- Ejercicio A
Según el fragmento sobre las estimaciones del INE, ¿por qué era elevada la probabilidad de error en el crecimiento estimado para los dos primeros trimestres de 2020? Responda en una a tres oraciones.
- Ejercicio B
Responda a estas preguntas a partir del fragmento sobre las estimaciones del INE:
(i) ¿Qué dos tipos de variables se citan como altamente correlacionadas con la actividad económica?
(ii) ¿En qué es crucial la evolución de la productividad?
(iii) ¿En qué dos países se mencionan instituciones comparables con diferencias notorias?

- Fragmento proporcionado

((

Cualquier analista mínimamente familiarizado con la estimación de macromagnitudes comprende la elevada probabilidad de error en los dos primeros trimestres de 2020, cuyo crecimiento se estimó con la economía cerrándose en tiempo real y, posteriormente, reabriéndose de manera gradual y completamente asimétrica. No había precedentes de algo semejante. El problema (común en los institutos de estadística de otros países y en magnitudes comparables) no está ahí, sino en la gestión posterior y en la ausencia de una política de comunicación a la altura del momento. Ambas cosas, como señalo más adelante, son síntomas de un problema institucional que debería preocuparnos.

Durante demasiado tiempo, los indicadores más habituales de empleo o la información disponible sobre recaudación fiscal (por citar dos tipos de variables altamente correlacionadas con la actividad económica) apuntaban a una realidad significativamente distinta a la señalada por el INE. La evolución de la productividad, crucial en la determinación de salarios y márgenes empresariales, carecía totalmente de sentido. Pese a ello, las explicaciones económicas a estos y otros interrogantes han sido decepcionantes o poco convincentes, al menos fuera del cerrado mundo institucional. 

Los disclaimer (llamadas a la precaución sobre el impacto de la pandemia sobre las estimaciones) se mantuvieron durante años sin aportar gran cosa a unas notas de prensa de las que cabía esperar bastante más. La función del INE no es académica, es institucional y por lo tanto está sujeta a rendición de cuentas. Las diferencias con otras instituciones comparables en el Reino Unido o en los Países Bajos, por ejemplo, son notorias.

Es cierto que las revisiones de Contabilidad Nacional están calendarizadas y protocolizadas, pero también lo es que durante estos años las revisiones ordinarias del PIB han desconcertado a los expertos con demasiada frecuencia, en lo que va del dato avanzado al definitivo, tanto por su intensidad como por su composición (con giros abruptos y difícilmente explicables del encaje económico subyacente). Todavía hará falta tiempo, poso y paciencia para tener una imagen precisa de la historia económica de estos años.

))

- Información proporcionada

((

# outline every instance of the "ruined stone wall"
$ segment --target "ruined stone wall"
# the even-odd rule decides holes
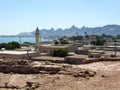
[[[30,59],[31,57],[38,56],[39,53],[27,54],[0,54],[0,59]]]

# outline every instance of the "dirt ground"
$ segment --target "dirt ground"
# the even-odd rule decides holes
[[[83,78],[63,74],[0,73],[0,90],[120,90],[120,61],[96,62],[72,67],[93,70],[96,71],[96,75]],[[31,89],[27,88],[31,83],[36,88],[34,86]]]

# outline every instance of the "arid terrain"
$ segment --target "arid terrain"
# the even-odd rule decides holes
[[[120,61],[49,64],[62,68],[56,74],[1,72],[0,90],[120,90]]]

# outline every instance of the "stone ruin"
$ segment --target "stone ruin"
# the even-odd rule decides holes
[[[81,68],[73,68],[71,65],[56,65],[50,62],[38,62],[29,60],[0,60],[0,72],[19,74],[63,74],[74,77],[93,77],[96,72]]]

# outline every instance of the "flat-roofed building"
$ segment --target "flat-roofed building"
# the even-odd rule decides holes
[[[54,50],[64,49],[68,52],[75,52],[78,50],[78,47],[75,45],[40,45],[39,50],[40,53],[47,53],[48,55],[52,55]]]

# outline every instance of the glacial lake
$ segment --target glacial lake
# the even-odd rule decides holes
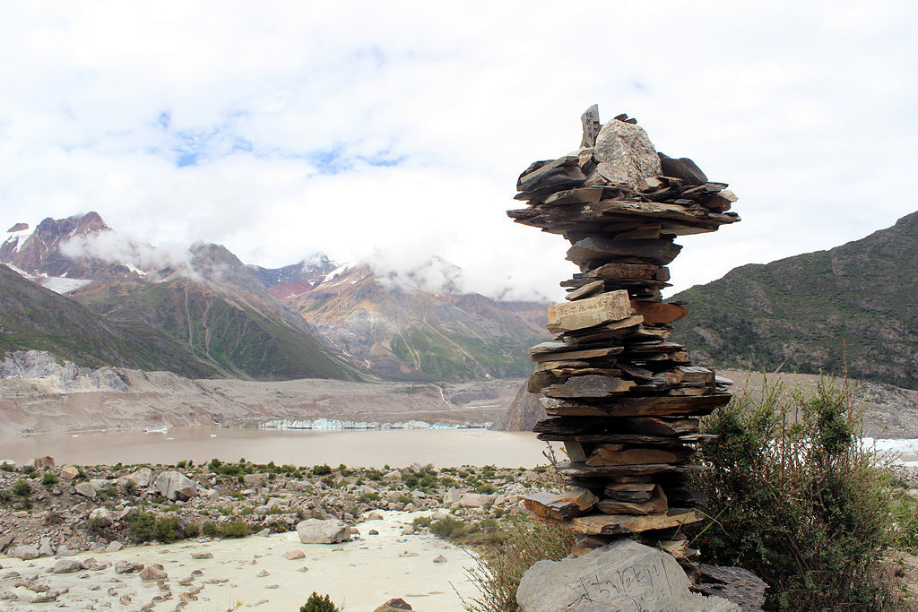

))
((

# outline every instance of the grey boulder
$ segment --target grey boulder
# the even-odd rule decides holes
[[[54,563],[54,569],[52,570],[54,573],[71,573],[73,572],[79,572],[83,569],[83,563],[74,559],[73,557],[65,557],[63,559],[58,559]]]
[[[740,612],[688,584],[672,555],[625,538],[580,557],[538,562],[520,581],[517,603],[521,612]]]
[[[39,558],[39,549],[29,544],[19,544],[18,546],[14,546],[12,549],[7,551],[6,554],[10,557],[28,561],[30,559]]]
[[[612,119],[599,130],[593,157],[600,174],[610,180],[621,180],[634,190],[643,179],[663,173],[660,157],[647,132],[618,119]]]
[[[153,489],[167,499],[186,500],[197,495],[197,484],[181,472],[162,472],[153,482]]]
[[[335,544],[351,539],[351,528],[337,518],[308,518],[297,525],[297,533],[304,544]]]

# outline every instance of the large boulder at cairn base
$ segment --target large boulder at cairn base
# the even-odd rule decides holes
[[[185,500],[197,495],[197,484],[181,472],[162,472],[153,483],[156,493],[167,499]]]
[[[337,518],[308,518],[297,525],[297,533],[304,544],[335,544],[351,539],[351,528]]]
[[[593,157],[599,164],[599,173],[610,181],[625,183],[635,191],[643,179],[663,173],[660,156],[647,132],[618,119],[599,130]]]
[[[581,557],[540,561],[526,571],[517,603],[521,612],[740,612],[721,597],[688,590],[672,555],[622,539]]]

))
((

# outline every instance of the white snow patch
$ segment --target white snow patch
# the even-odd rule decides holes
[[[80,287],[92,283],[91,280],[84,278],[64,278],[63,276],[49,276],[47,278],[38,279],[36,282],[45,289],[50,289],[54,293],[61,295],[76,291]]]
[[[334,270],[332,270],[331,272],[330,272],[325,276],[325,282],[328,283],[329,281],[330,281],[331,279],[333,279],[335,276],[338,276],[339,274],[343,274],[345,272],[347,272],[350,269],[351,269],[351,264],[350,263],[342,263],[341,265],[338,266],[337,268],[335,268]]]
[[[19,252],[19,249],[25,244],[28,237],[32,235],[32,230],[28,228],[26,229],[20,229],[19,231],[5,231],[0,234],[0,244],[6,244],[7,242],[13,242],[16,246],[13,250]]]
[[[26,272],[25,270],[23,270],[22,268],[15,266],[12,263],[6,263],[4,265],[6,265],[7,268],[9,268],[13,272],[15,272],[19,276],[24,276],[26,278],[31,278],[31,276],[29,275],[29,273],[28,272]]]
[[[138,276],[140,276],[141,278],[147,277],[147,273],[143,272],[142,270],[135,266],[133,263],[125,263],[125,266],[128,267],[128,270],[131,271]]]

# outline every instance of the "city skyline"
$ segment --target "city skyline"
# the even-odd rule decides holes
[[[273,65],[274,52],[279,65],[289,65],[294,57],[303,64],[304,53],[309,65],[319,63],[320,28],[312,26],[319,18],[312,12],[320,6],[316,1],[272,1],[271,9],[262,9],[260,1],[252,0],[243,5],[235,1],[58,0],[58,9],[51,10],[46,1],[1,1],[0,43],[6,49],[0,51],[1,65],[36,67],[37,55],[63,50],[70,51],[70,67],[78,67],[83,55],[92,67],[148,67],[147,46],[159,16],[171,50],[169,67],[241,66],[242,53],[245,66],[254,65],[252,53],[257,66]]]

))

- Resultado del ejercicio A
El crecimiento de esos trimestres se estimó mientras la economía se cerraba en tiempo real y luego se reabría de manera gradual y completamente asimétrica. Además, no había precedentes de algo semejante.

- Resultado del ejercicio B
(i) Los indicadores más habituales de empleo y la información disponible sobre recaudación fiscal.
(ii) En la determinación de salarios y márgenes empresariales.
(iii) En el Reino Unido y en los Países Bajos.